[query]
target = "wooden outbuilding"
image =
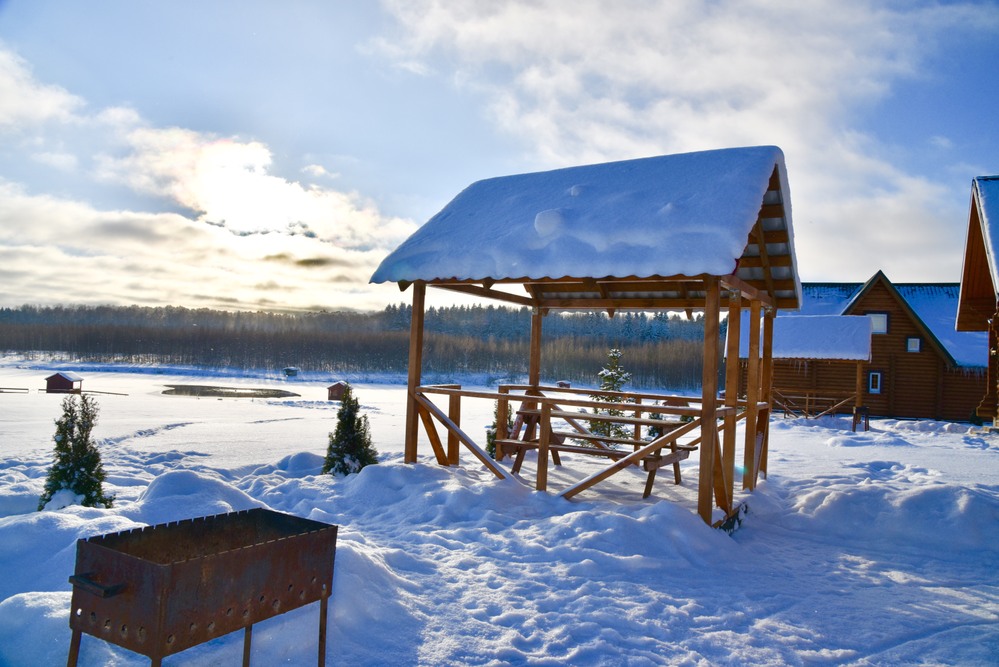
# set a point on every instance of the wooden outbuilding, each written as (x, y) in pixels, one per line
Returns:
(708, 231)
(813, 358)
(978, 309)
(919, 366)
(335, 391)
(64, 382)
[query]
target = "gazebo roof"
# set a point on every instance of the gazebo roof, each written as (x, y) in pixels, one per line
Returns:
(634, 234)
(980, 274)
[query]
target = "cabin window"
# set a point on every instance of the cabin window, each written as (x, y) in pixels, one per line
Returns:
(879, 322)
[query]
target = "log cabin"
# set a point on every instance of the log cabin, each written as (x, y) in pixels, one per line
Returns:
(919, 365)
(64, 382)
(978, 307)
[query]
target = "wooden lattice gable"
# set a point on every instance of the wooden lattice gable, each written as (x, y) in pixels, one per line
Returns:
(980, 273)
(634, 234)
(855, 307)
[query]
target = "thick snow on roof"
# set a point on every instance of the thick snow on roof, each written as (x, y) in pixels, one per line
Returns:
(68, 375)
(684, 214)
(934, 303)
(988, 214)
(816, 337)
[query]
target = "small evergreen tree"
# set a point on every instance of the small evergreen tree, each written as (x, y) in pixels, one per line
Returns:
(612, 378)
(77, 467)
(350, 447)
(491, 429)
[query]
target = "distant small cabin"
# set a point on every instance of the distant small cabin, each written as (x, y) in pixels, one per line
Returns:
(64, 382)
(335, 391)
(919, 366)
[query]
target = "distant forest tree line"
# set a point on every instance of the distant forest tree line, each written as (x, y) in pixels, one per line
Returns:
(660, 349)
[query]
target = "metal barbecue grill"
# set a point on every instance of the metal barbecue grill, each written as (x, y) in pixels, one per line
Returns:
(162, 589)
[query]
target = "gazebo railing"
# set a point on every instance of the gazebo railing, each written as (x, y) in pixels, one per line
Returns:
(548, 416)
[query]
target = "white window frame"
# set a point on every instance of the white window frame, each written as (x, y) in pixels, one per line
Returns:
(876, 319)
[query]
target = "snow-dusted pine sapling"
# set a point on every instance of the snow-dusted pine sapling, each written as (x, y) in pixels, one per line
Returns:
(612, 378)
(77, 475)
(350, 447)
(491, 429)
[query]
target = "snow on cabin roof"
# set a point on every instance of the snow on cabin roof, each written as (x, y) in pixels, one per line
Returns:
(846, 337)
(686, 214)
(933, 303)
(988, 215)
(66, 375)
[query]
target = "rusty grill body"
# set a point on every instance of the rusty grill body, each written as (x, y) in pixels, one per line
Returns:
(162, 589)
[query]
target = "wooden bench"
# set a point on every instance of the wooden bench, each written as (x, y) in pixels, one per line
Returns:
(651, 463)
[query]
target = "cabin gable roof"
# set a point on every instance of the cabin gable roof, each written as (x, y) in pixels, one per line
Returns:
(932, 307)
(980, 271)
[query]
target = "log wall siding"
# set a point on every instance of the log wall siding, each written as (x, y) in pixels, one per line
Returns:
(914, 384)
━━━
- EXERCISE PROMPT
A single number is required: the count of lines in the material above that contain the word "metal".

- ANSWER BELOW
2